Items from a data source
[Start of section]

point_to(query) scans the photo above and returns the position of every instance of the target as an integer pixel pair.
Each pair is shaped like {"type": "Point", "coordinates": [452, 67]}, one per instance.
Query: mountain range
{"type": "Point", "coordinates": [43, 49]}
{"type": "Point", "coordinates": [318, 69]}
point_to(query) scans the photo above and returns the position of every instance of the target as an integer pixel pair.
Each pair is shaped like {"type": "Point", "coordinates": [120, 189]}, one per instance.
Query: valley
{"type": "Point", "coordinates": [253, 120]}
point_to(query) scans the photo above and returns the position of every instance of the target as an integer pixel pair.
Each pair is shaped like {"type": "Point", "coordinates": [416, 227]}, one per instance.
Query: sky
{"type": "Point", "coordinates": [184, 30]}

[End of section]

● **WHAT TO PRODUCE**:
Start at the line containing "Query: mountain range" and copy each line through the last one in the records, exactly and with nothing added.

● **SOLUTION FOR THIS PROBLEM**:
Query: mountain range
{"type": "Point", "coordinates": [43, 49]}
{"type": "Point", "coordinates": [318, 69]}
point_to(query) scans the photo above and returns the position of every instance of the target as an integer pixel pair.
Each pair is shaped like {"type": "Point", "coordinates": [120, 189]}, one per instance.
Query: valley
{"type": "Point", "coordinates": [253, 120]}
point_to(query) scans the photo above and returns the position of every instance of the target as an integer pixel pair.
Each pair is shaped like {"type": "Point", "coordinates": [416, 227]}, one per instance.
Query: sky
{"type": "Point", "coordinates": [184, 30]}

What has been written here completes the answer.